» DATASET RECORDS:
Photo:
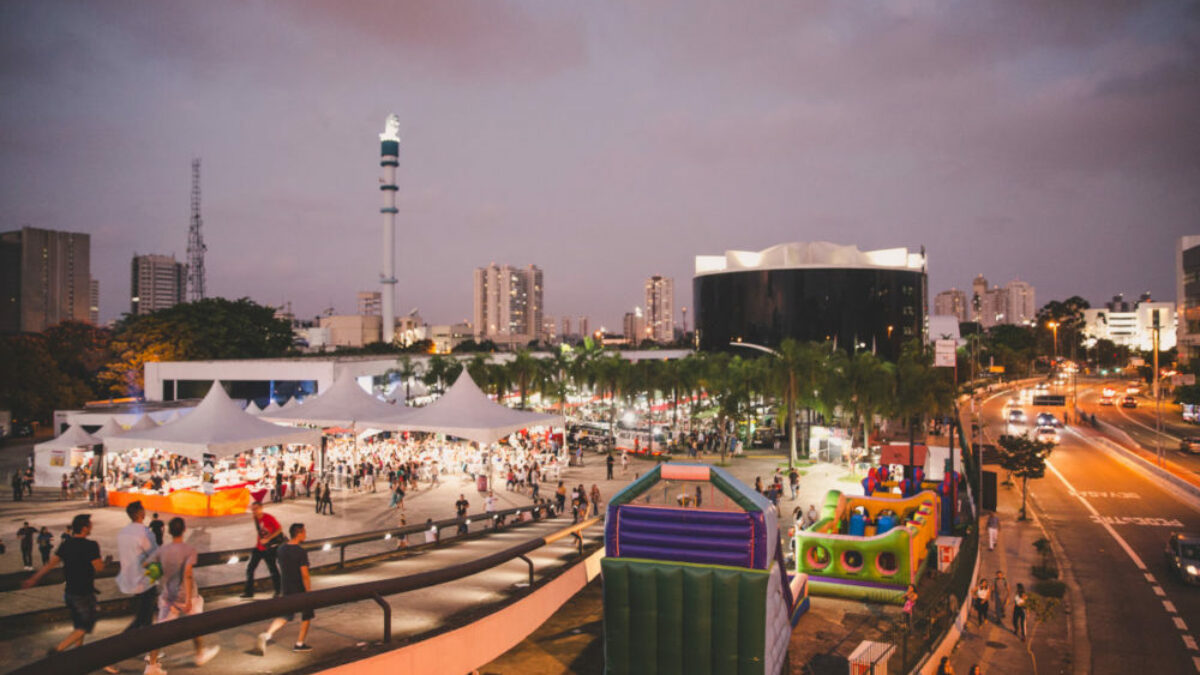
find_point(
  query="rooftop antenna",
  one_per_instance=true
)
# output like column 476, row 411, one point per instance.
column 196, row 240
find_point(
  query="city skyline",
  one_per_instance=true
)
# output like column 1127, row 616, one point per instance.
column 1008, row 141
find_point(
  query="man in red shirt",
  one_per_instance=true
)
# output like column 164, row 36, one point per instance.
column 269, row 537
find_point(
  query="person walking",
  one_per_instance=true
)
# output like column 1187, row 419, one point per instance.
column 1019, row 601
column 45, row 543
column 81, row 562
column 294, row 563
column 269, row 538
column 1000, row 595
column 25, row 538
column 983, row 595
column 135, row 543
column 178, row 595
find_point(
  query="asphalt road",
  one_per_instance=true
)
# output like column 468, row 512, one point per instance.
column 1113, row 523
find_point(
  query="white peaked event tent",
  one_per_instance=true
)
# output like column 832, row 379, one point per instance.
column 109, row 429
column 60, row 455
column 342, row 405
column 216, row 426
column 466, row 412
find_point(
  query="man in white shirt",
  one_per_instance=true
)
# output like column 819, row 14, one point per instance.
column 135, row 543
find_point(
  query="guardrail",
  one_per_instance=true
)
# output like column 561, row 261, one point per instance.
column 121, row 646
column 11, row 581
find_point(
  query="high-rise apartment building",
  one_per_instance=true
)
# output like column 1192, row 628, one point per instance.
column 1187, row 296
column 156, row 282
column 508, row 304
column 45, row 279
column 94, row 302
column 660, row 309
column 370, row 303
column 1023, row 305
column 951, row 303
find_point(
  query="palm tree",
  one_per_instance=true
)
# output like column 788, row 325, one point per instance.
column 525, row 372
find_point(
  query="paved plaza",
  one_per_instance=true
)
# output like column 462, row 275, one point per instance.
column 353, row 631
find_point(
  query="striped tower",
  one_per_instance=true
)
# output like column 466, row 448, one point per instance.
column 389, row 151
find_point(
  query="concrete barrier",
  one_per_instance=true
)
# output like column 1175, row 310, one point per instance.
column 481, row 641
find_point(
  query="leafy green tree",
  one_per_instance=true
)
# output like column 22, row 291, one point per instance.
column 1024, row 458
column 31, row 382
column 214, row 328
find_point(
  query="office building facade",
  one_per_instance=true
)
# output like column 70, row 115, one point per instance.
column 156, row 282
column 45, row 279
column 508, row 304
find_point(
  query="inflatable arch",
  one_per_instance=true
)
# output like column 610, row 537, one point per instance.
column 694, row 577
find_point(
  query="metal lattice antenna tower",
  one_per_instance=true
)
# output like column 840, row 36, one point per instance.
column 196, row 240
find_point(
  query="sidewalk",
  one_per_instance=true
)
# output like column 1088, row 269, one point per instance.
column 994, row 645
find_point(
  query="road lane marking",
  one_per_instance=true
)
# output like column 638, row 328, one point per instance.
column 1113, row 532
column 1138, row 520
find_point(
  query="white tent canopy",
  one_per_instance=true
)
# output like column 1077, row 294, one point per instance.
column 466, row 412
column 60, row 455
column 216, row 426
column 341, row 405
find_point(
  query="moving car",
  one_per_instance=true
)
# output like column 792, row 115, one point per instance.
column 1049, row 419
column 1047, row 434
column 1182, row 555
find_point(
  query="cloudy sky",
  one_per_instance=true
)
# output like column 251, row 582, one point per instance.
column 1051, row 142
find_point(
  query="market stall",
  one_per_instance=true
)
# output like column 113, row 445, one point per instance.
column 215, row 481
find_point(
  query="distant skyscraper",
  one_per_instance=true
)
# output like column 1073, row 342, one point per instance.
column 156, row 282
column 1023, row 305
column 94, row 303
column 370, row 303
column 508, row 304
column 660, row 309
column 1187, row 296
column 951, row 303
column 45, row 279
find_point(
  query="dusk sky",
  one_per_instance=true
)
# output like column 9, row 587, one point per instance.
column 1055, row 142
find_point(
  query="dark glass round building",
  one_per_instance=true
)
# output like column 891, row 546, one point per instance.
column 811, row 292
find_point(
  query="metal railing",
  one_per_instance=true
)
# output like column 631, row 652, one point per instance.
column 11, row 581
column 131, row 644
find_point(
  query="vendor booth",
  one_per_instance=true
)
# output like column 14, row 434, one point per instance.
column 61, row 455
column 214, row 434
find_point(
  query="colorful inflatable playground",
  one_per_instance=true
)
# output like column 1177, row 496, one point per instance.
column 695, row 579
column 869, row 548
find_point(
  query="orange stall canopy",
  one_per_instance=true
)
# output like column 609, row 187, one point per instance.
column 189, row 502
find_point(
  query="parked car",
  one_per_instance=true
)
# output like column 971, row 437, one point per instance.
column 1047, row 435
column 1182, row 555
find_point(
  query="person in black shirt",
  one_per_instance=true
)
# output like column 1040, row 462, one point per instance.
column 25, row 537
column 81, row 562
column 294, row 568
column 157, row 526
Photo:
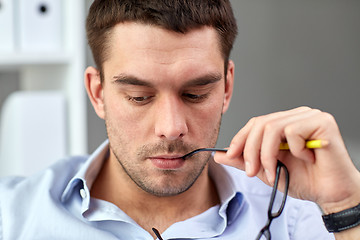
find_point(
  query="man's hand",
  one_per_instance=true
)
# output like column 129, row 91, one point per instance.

» TASK DESCRIPTION: Please turn every line of the records above into a Markdown table with a Number column and a Line column, skipping blank lines and leaving the pictures out.

» WRITTEN SOLUTION:
| Number | Line |
|---|---|
| 1 | Photo: |
| 2 | find_point( |
| 3 |   query="rooftop antenna", |
| 4 |   one_per_instance=true |
| 5 | ) |
| 6 | # output like column 476, row 411, one point per instance. |
| 7 | column 196, row 240 |
| 8 | find_point( |
| 9 |   query="city skyline", |
| 10 |   one_per_instance=true |
| 11 | ) |
| 12 | # output like column 1127, row 616, one point per instance. |
| 13 | column 1008, row 141 |
| 14 | find_point( |
| 15 |   query="man in red shirt", |
| 16 |   one_per_instance=true |
| 17 | ) |
| 18 | # output like column 164, row 36, one point per instance. |
| 19 | column 269, row 537 |
| 20 | find_point( |
| 21 |   query="person walking", |
| 22 |   one_per_instance=true |
| 23 | ) |
| 24 | # output like column 1187, row 419, one point per instance. |
| 25 | column 1019, row 601 |
| 26 | column 45, row 543 |
| 27 | column 81, row 562 |
| 28 | column 294, row 563 |
| 29 | column 269, row 538 |
| 30 | column 1000, row 595 |
| 31 | column 25, row 538 |
| 32 | column 983, row 595 |
| 33 | column 135, row 543 |
| 34 | column 178, row 595 |
| 35 | find_point( |
| 36 |   query="asphalt road", |
| 37 |   one_per_instance=true |
| 38 | ) |
| 39 | # output like column 468, row 512, one point per instance. |
| 40 | column 1113, row 523 |
| 41 | find_point( |
| 42 |   query="white peaked event tent", |
| 43 |   one_per_instance=true |
| 44 | ) |
| 45 | # output like column 832, row 379, one point per instance. |
| 46 | column 109, row 429 |
| 47 | column 60, row 455 |
| 48 | column 342, row 405 |
| 49 | column 216, row 426 |
| 50 | column 466, row 412 |
| 51 | find_point( |
| 52 |   query="man in white shirt", |
| 53 |   one_per_instance=true |
| 54 | ) |
| 55 | # output like column 819, row 14, one point per instance. |
| 56 | column 135, row 543 |
| 57 | find_point( |
| 58 |   query="guardrail", |
| 59 |   one_per_instance=true |
| 60 | ) |
| 61 | # output like column 561, row 261, one point per instance. |
| 62 | column 121, row 646 |
| 63 | column 11, row 581 |
| 64 | find_point( |
| 65 |   query="high-rise apartment building", |
| 66 |   one_per_instance=true |
| 67 | ) |
| 68 | # output like column 1192, row 628, one point per instance. |
| 69 | column 1187, row 296 |
| 70 | column 156, row 282 |
| 71 | column 508, row 304 |
| 72 | column 45, row 279 |
| 73 | column 94, row 302 |
| 74 | column 660, row 309 |
| 75 | column 370, row 303 |
| 76 | column 1023, row 305 |
| 77 | column 951, row 303 |
| 78 | find_point( |
| 79 |   query="palm tree", |
| 80 |   one_per_instance=true |
| 81 | ) |
| 82 | # output like column 788, row 325, one point per instance. |
| 83 | column 525, row 372 |
| 84 | find_point( |
| 85 |   query="paved plaza", |
| 86 |   one_per_instance=true |
| 87 | ) |
| 88 | # output like column 462, row 275, one point per instance. |
| 89 | column 353, row 631 |
| 90 | find_point( |
| 91 |   query="striped tower", |
| 92 |   one_per_instance=true |
| 93 | ) |
| 94 | # output like column 466, row 448, one point per instance. |
| 95 | column 389, row 151 |
| 96 | find_point( |
| 97 |   query="concrete barrier", |
| 98 |   one_per_instance=true |
| 99 | ) |
| 100 | # output like column 1175, row 310, one point per instance. |
| 101 | column 481, row 641 |
| 102 | find_point( |
| 103 |   query="leafy green tree", |
| 104 |   one_per_instance=true |
| 105 | ) |
| 106 | # output like column 22, row 291, one point per instance. |
| 107 | column 1024, row 458 |
| 108 | column 31, row 382 |
| 109 | column 214, row 328 |
| 110 | find_point( |
| 111 |   query="office building facade", |
| 112 |   one_per_instance=true |
| 113 | ) |
| 114 | # output like column 70, row 115, one point per instance. |
| 115 | column 156, row 282 |
| 116 | column 45, row 279 |
| 117 | column 508, row 304 |
| 118 | find_point( |
| 119 |   query="inflatable arch", |
| 120 |   one_per_instance=true |
| 121 | ) |
| 122 | # output like column 610, row 537, one point per instance. |
| 123 | column 694, row 577 |
| 124 | find_point( |
| 125 |   query="metal lattice antenna tower", |
| 126 |   one_per_instance=true |
| 127 | ) |
| 128 | # output like column 840, row 36, one point per instance. |
| 129 | column 196, row 240 |
| 130 | find_point( |
| 131 |   query="sidewalk", |
| 132 |   one_per_instance=true |
| 133 | ) |
| 134 | # output like column 1088, row 269, one point per instance. |
| 135 | column 994, row 645 |
| 136 | find_point( |
| 137 |   query="road lane marking", |
| 138 |   one_per_instance=true |
| 139 | ) |
| 140 | # output like column 638, row 328, one point per instance. |
| 141 | column 1113, row 532 |
| 142 | column 1138, row 520 |
| 143 | find_point( |
| 144 |   query="white tent canopy", |
| 145 |   one_per_instance=true |
| 146 | ) |
| 147 | # output like column 1077, row 294, one point per instance. |
| 148 | column 466, row 412 |
| 149 | column 60, row 455 |
| 150 | column 216, row 426 |
| 151 | column 341, row 405 |
| 152 | find_point( |
| 153 |   query="moving car", |
| 154 |   one_per_instance=true |
| 155 | ) |
| 156 | # output like column 792, row 115, one point per instance. |
| 157 | column 1049, row 419 |
| 158 | column 1047, row 434 |
| 159 | column 1182, row 555 |
| 160 | find_point( |
| 161 |   query="cloudy sky", |
| 162 |   one_per_instance=true |
| 163 | ) |
| 164 | # output like column 251, row 582, one point per instance. |
| 165 | column 1051, row 142 |
| 166 | find_point( |
| 167 |   query="market stall", |
| 168 |   one_per_instance=true |
| 169 | ) |
| 170 | # output like column 113, row 445, one point per instance. |
| 171 | column 215, row 481 |
| 172 | find_point( |
| 173 |   query="distant skyscraper", |
| 174 |   one_per_instance=true |
| 175 | ) |
| 176 | # output like column 1073, row 342, one point per instance. |
| 177 | column 156, row 282 |
| 178 | column 1023, row 305 |
| 179 | column 94, row 303 |
| 180 | column 370, row 303 |
| 181 | column 508, row 304 |
| 182 | column 660, row 309 |
| 183 | column 1187, row 296 |
| 184 | column 951, row 303 |
| 185 | column 45, row 279 |
| 186 | find_point( |
| 187 |   query="dusk sky", |
| 188 |   one_per_instance=true |
| 189 | ) |
| 190 | # output like column 9, row 587, one point per instance. |
| 191 | column 1055, row 142 |
| 192 | find_point( |
| 193 |   query="dark glass round building", |
| 194 |   one_per_instance=true |
| 195 | ) |
| 196 | # output like column 891, row 546, one point per instance. |
| 197 | column 811, row 292 |
| 198 | find_point( |
| 199 |   query="metal railing", |
| 200 |   one_per_instance=true |
| 201 | ) |
| 202 | # output like column 631, row 652, one point per instance. |
| 203 | column 11, row 581 |
| 204 | column 131, row 644 |
| 205 | find_point( |
| 206 |   query="vendor booth", |
| 207 |   one_per_instance=true |
| 208 | ) |
| 209 | # output like column 14, row 434, one point per instance. |
| 210 | column 61, row 455 |
| 211 | column 214, row 434 |
| 212 | find_point( |
| 213 |   query="colorful inflatable playground", |
| 214 |   one_per_instance=true |
| 215 | ) |
| 216 | # output like column 1177, row 496, one point per instance. |
| 217 | column 695, row 579 |
| 218 | column 869, row 548 |
| 219 | find_point( |
| 220 |   query="orange stall canopy", |
| 221 |   one_per_instance=true |
| 222 | ) |
| 223 | # output like column 609, row 187, one point per instance. |
| 224 | column 189, row 502 |
| 225 | find_point( |
| 226 |   query="parked car", |
| 227 |   one_per_instance=true |
| 228 | ) |
| 229 | # output like column 971, row 437, one point per instance. |
| 230 | column 1047, row 435 |
| 231 | column 1182, row 555 |
| 232 | find_point( |
| 233 |   query="person in black shirt", |
| 234 |   one_per_instance=true |
| 235 | ) |
| 236 | # output like column 1040, row 462, one point per instance. |
| 237 | column 25, row 537 |
| 238 | column 81, row 562 |
| 239 | column 294, row 568 |
| 240 | column 157, row 526 |
| 241 | Photo: |
| 242 | find_point( |
| 243 |   query="man's hand", |
| 244 |   one_per_instance=true |
| 245 | ) |
| 246 | # output like column 129, row 91, one point per instance. |